Input for this task:
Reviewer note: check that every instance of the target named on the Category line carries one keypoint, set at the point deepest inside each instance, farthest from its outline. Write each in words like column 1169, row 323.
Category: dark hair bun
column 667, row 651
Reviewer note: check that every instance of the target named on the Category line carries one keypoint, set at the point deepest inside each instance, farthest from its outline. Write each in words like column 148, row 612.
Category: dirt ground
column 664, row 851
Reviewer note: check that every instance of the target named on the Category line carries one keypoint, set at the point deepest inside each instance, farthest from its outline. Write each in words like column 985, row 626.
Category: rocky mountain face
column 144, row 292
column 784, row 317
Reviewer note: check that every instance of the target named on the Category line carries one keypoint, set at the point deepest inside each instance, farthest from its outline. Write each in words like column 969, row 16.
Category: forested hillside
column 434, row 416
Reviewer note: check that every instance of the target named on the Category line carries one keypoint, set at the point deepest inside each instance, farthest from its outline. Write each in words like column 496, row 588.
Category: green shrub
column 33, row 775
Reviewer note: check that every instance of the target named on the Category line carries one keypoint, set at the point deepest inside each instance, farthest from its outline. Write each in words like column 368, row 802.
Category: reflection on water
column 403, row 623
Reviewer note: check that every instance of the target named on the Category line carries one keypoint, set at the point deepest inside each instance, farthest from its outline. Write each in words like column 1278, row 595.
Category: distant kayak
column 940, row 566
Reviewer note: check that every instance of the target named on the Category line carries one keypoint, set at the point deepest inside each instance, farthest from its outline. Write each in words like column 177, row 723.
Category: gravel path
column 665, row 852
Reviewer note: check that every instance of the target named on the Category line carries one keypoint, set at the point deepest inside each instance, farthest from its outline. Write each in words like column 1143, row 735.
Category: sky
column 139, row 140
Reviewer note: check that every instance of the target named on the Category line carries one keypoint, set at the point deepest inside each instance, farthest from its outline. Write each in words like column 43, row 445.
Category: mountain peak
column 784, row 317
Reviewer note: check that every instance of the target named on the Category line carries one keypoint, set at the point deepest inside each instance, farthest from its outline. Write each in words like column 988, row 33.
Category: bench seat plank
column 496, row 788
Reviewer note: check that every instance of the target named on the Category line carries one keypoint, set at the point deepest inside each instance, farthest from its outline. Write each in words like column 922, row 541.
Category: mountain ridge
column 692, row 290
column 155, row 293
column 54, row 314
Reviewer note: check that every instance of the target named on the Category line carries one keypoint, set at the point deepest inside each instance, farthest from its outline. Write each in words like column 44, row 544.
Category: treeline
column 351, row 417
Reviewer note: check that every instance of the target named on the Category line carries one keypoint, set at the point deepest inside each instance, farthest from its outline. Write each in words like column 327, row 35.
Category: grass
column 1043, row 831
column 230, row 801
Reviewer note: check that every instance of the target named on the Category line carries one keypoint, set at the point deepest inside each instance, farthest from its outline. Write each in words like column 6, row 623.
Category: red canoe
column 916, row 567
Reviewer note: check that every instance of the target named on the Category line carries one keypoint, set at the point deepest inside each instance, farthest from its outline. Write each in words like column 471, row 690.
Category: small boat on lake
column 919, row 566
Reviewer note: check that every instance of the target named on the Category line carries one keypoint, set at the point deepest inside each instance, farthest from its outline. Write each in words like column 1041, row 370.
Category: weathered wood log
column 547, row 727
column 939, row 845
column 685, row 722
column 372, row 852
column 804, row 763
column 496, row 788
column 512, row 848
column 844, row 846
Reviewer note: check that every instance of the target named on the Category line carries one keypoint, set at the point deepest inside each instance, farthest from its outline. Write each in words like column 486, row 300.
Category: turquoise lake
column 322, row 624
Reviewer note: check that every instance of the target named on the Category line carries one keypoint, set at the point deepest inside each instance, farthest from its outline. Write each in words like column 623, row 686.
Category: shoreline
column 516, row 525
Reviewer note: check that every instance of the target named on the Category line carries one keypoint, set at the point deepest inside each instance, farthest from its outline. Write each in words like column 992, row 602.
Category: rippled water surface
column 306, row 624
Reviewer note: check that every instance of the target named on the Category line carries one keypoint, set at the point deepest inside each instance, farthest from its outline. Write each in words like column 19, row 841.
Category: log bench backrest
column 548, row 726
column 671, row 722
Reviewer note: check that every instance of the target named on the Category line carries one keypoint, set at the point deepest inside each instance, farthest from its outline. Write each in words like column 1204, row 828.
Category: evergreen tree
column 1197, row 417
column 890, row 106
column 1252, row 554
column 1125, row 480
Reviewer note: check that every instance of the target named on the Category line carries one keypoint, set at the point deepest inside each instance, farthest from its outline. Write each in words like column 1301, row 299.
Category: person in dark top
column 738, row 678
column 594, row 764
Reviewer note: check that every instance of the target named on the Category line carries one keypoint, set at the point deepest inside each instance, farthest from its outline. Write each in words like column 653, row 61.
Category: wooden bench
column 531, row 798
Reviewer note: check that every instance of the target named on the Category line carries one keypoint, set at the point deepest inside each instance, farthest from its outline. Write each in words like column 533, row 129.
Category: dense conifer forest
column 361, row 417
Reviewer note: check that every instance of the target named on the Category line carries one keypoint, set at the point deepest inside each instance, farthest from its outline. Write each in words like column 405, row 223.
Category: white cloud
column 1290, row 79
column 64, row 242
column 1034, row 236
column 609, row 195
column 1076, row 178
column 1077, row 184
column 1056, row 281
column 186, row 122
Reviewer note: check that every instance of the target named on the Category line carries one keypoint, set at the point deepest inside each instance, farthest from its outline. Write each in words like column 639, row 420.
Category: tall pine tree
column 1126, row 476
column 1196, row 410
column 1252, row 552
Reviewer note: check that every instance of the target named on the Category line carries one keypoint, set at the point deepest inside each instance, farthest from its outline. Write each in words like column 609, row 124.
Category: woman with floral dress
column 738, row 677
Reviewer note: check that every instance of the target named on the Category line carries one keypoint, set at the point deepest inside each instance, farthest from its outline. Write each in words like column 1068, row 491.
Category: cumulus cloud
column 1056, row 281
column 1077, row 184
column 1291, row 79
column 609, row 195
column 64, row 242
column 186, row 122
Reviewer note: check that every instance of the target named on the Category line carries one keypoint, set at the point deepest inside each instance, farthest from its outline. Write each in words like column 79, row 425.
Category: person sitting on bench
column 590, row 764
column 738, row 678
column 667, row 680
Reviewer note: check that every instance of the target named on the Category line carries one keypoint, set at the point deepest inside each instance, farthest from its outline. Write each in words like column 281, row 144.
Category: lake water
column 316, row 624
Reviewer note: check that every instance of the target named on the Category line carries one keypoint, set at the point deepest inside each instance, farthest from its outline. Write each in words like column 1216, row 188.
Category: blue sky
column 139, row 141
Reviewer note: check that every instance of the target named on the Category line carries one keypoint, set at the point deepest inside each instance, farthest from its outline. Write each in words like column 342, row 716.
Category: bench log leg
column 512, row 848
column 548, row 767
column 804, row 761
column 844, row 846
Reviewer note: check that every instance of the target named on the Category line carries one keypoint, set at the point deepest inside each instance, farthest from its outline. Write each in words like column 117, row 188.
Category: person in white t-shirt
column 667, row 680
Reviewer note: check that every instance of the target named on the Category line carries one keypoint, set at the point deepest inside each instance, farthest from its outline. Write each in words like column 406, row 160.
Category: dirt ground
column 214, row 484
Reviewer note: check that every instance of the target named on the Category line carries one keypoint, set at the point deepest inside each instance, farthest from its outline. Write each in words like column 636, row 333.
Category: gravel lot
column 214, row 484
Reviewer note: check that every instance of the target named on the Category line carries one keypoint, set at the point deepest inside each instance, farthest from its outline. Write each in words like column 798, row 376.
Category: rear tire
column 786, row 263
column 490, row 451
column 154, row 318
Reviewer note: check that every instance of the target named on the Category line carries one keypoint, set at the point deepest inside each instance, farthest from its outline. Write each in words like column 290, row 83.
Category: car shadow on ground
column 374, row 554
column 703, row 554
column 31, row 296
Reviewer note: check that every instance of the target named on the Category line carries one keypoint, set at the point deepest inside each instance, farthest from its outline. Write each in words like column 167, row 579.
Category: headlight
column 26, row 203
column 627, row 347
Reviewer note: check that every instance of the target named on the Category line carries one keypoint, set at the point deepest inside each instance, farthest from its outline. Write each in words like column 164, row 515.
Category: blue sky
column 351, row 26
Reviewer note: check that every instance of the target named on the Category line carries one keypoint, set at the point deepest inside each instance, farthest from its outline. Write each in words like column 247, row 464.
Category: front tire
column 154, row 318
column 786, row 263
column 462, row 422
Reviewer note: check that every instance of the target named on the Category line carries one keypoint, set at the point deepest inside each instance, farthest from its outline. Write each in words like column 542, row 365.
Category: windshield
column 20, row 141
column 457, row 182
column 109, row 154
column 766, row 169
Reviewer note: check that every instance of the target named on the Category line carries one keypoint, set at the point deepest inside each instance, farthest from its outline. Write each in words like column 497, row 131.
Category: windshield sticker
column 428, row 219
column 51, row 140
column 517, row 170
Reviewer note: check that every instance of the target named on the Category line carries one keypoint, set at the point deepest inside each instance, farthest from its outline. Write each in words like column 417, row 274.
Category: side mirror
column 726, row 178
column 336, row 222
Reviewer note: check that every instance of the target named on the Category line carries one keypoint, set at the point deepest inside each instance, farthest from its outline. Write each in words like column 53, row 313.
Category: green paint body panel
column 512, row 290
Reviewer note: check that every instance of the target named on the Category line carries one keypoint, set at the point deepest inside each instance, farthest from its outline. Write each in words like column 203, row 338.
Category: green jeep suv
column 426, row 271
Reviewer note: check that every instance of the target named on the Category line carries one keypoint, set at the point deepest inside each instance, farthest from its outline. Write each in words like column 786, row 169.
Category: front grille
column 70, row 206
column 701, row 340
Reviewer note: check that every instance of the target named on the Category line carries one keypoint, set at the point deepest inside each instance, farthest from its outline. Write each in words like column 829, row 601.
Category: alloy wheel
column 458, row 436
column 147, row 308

Exercise details: Give back the listing from its first line through the line with "column 667, row 651", switching "dark hair bun" to "light hair bun" and leaving all else unchanged. Return only those lines.

The completed task:
Reviewer note: check that every instance of the target named on the Category line carries one keypoint, set at the point deepest inside each instance, farthest from its outline. Write each in words like column 1169, row 323.
Category: light hair bun
column 667, row 651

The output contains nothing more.